[[ GIVEN ENTRIES open ]]

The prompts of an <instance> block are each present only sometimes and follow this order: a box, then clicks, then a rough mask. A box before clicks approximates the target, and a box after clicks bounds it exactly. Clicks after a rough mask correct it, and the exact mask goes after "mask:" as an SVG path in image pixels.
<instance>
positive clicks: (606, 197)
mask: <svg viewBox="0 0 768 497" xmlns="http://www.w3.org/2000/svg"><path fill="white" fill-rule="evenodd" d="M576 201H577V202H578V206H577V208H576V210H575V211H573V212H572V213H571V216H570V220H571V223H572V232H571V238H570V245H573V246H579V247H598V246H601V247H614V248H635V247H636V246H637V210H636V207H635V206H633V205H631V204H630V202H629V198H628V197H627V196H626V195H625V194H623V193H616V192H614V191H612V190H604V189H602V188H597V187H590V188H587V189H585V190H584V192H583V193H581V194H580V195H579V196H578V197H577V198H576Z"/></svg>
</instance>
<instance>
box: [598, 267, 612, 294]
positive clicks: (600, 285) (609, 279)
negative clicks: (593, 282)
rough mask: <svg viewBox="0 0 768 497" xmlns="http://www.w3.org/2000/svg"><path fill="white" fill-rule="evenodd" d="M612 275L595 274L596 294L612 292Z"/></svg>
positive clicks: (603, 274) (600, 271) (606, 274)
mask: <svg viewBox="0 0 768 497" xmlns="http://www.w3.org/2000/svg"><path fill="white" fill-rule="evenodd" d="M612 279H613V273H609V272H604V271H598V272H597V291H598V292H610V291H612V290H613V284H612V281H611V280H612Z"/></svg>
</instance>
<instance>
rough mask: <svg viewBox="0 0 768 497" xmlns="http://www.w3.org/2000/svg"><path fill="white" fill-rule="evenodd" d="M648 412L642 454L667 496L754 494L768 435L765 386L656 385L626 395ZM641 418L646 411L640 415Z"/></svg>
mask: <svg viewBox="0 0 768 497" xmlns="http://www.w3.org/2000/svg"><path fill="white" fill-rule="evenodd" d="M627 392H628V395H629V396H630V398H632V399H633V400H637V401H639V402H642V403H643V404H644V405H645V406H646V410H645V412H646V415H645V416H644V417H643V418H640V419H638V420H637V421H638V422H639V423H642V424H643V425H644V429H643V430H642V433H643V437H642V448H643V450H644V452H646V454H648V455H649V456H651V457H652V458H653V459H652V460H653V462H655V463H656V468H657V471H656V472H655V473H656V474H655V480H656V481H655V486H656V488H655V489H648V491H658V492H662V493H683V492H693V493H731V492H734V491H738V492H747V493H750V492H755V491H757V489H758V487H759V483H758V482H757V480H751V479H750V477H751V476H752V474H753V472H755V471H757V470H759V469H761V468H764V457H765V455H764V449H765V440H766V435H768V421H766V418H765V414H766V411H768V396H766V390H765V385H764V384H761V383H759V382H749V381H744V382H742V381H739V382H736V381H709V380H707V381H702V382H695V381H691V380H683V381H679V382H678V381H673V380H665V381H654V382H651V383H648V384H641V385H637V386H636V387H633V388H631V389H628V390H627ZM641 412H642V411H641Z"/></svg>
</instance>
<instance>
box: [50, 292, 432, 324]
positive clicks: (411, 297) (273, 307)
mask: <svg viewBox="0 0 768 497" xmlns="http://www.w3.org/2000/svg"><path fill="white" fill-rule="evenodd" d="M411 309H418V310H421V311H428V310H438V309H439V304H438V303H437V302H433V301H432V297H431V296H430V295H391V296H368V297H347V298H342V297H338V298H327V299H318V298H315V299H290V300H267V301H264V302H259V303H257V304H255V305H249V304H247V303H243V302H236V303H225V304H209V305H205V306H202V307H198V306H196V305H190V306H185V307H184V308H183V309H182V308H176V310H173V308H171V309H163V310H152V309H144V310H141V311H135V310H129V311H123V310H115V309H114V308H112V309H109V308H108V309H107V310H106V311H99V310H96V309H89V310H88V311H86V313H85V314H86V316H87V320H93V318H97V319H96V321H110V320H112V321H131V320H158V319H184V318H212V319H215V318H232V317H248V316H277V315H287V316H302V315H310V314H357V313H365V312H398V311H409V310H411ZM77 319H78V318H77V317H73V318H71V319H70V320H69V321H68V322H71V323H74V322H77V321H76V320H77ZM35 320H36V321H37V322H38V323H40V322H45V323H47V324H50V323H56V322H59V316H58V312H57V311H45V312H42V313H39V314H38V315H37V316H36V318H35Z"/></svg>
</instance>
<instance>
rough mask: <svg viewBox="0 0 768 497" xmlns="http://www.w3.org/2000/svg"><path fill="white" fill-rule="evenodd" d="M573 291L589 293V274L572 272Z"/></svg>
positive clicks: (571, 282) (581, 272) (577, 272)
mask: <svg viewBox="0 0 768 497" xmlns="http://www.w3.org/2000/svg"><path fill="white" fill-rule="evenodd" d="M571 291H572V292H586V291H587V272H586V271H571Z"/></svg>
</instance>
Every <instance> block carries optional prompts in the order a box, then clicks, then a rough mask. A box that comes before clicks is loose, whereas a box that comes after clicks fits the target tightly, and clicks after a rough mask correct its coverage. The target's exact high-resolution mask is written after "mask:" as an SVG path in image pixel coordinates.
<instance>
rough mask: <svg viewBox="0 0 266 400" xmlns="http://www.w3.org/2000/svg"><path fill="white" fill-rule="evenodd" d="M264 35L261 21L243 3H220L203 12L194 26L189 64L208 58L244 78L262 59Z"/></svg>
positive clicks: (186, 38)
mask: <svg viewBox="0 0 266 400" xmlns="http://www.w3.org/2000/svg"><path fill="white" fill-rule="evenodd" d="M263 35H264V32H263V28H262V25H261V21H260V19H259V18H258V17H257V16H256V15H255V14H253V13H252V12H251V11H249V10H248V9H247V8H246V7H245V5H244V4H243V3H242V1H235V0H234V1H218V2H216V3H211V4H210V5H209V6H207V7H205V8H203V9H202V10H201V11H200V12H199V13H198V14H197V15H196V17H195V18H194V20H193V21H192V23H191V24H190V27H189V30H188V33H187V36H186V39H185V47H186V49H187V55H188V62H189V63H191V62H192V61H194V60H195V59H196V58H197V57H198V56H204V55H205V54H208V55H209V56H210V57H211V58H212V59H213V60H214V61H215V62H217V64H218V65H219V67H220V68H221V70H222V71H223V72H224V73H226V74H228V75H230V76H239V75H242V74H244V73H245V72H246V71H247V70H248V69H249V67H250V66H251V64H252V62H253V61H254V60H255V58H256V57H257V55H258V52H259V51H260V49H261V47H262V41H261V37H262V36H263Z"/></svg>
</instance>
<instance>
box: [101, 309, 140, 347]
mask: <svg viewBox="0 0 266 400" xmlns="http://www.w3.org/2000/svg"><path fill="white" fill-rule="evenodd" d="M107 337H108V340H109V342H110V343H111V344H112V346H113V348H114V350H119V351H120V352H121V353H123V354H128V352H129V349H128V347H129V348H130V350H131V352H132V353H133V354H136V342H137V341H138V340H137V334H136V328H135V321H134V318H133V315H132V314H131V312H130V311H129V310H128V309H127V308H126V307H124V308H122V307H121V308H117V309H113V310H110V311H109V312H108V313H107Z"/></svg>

[[ GIVEN ENTRIES closed ]]

* AIM OF THE EXERCISE: Each line of the data is to be retyped exactly as shown.

* FINAL ANSWER:
The prompts of an <instance> block are each present only sometimes and follow this order: a box, then clicks, then a rough mask. A box before clicks approximates the target, and a box after clicks bounds it exactly. Clicks after a rough mask correct it, and the exact mask goes after "mask:" as an SVG path in image pixels.
<instance>
positive clicks: (606, 197)
mask: <svg viewBox="0 0 768 497" xmlns="http://www.w3.org/2000/svg"><path fill="white" fill-rule="evenodd" d="M576 201H577V202H578V206H577V208H576V210H575V211H573V212H572V213H571V216H570V220H571V223H572V232H571V238H570V245H573V246H579V247H598V246H601V247H614V248H635V247H636V246H637V210H636V207H635V206H633V205H631V204H630V202H629V198H628V197H627V196H626V195H625V194H623V193H616V192H614V191H612V190H604V189H602V188H597V187H590V188H587V189H585V190H584V192H583V193H581V194H580V195H579V196H578V197H577V198H576Z"/></svg>
</instance>
<instance>
box: [598, 267, 612, 294]
positive clicks: (600, 285) (609, 279)
negative clicks: (593, 282)
rough mask: <svg viewBox="0 0 768 497" xmlns="http://www.w3.org/2000/svg"><path fill="white" fill-rule="evenodd" d="M612 275L595 274L596 294L612 292Z"/></svg>
positive clicks: (603, 274) (600, 271) (606, 274)
mask: <svg viewBox="0 0 768 497" xmlns="http://www.w3.org/2000/svg"><path fill="white" fill-rule="evenodd" d="M612 279H613V273H609V272H604V271H598V272H597V291H598V292H610V291H612V290H613V284H612V281H611V280H612Z"/></svg>
</instance>
<instance>
rough mask: <svg viewBox="0 0 768 497" xmlns="http://www.w3.org/2000/svg"><path fill="white" fill-rule="evenodd" d="M648 412L642 454L667 496L754 494L768 435L765 386L656 385L626 395ZM641 418L646 411L640 415Z"/></svg>
mask: <svg viewBox="0 0 768 497" xmlns="http://www.w3.org/2000/svg"><path fill="white" fill-rule="evenodd" d="M627 392H628V395H629V396H630V398H632V399H633V400H637V401H639V402H642V403H643V404H644V405H645V406H646V410H645V412H646V415H645V416H644V417H643V418H640V419H638V420H637V421H638V422H639V423H642V424H643V425H644V429H643V430H642V433H643V437H642V448H643V450H644V452H646V454H648V455H649V456H651V457H652V458H653V459H652V460H653V462H655V463H656V468H657V471H656V472H655V473H656V474H655V480H656V481H655V486H656V488H655V489H648V491H658V492H662V493H683V492H693V493H731V492H734V491H738V492H747V493H750V492H755V491H757V489H758V487H759V483H758V482H757V480H751V479H750V477H751V476H752V474H753V472H755V471H757V470H759V469H761V468H764V457H765V455H764V449H765V440H766V435H768V421H766V418H765V414H766V411H768V396H766V390H765V385H764V384H761V383H759V382H749V381H744V382H742V381H739V382H736V381H709V380H707V381H702V382H695V381H691V380H683V381H679V382H678V381H673V380H665V381H654V382H651V383H648V384H641V385H637V386H636V387H633V388H631V389H628V390H627ZM641 412H642V411H641Z"/></svg>
</instance>
<instance>
box: [50, 292, 432, 324]
positive clicks: (411, 297) (273, 307)
mask: <svg viewBox="0 0 768 497" xmlns="http://www.w3.org/2000/svg"><path fill="white" fill-rule="evenodd" d="M411 309H418V310H421V311H428V310H438V309H439V304H438V303H437V302H433V301H432V297H431V296H430V295H391V296H368V297H347V298H342V297H338V298H327V299H318V298H315V299H290V300H267V301H264V302H259V303H257V304H255V305H249V304H247V303H243V302H236V303H225V304H209V305H205V306H202V307H198V306H196V305H190V306H185V307H184V308H183V309H182V308H176V310H173V308H171V309H163V310H152V309H144V310H141V311H135V310H129V311H123V310H115V309H114V308H112V309H109V308H108V309H107V310H106V311H99V310H96V309H89V310H88V311H86V313H85V314H86V316H87V320H93V318H97V319H96V321H110V320H112V321H131V320H158V319H184V318H212V319H215V318H232V317H248V316H277V315H287V316H302V315H310V314H357V313H365V312H398V311H409V310H411ZM77 319H78V318H77V317H73V318H71V319H70V320H69V321H68V322H71V323H74V322H77V321H76V320H77ZM35 320H36V321H37V322H38V323H40V322H45V323H47V324H50V323H56V322H59V316H58V312H57V311H45V312H42V313H39V314H38V315H37V316H36V318H35Z"/></svg>
</instance>
<instance>
rough mask: <svg viewBox="0 0 768 497" xmlns="http://www.w3.org/2000/svg"><path fill="white" fill-rule="evenodd" d="M573 291L589 293V274L572 272Z"/></svg>
positive clicks: (571, 282) (581, 272) (577, 272)
mask: <svg viewBox="0 0 768 497" xmlns="http://www.w3.org/2000/svg"><path fill="white" fill-rule="evenodd" d="M571 291H572V292H586V291H587V272H586V271H571Z"/></svg>
</instance>
Every <instance> block carries optional prompts in the order a box, then clicks, then a rough mask. A box that comes before clicks is loose, whereas a box that comes after clicks fits the target tightly, and clicks after a rough mask correct its coverage. The target's exact high-resolution mask is written after "mask:" as an SVG path in image pixel coordinates.
<instance>
rough mask: <svg viewBox="0 0 266 400" xmlns="http://www.w3.org/2000/svg"><path fill="white" fill-rule="evenodd" d="M264 35L261 21L243 3H220L203 12L194 26L189 64L208 58L244 78L262 59Z"/></svg>
positive clicks: (186, 38)
mask: <svg viewBox="0 0 266 400" xmlns="http://www.w3.org/2000/svg"><path fill="white" fill-rule="evenodd" d="M263 35H264V32H263V28H262V25H261V21H260V19H259V18H258V17H257V16H256V15H255V14H253V13H252V12H251V11H249V10H248V9H247V8H246V7H245V5H244V4H243V3H242V1H235V0H234V1H218V2H216V3H211V4H210V5H209V6H207V7H205V8H203V9H202V10H201V11H200V12H199V13H198V14H197V15H196V17H195V18H194V20H193V21H192V23H191V24H190V27H189V30H188V33H187V36H186V39H185V47H186V49H187V55H188V62H189V63H191V62H192V61H194V60H195V59H196V58H197V57H198V56H204V55H205V54H208V55H209V56H210V57H211V58H212V59H213V60H214V61H215V62H217V64H218V65H219V67H220V68H221V70H222V71H223V72H224V73H226V74H228V75H230V76H239V75H242V74H244V73H245V72H246V71H247V70H248V69H249V67H250V66H251V64H252V62H253V61H254V60H255V58H256V57H257V55H258V52H259V51H260V49H261V47H262V41H261V37H262V36H263Z"/></svg>
</instance>
<instance>
box: [101, 309, 140, 347]
mask: <svg viewBox="0 0 266 400" xmlns="http://www.w3.org/2000/svg"><path fill="white" fill-rule="evenodd" d="M107 337H108V340H109V342H110V343H111V344H112V346H113V348H114V350H119V351H120V352H121V353H123V354H128V352H129V349H128V347H129V348H130V350H131V352H132V353H133V354H136V342H137V341H138V340H137V334H136V328H135V321H134V318H133V315H132V314H131V312H130V311H129V310H128V309H127V308H126V307H124V308H122V307H121V308H117V309H113V310H110V311H109V312H108V313H107Z"/></svg>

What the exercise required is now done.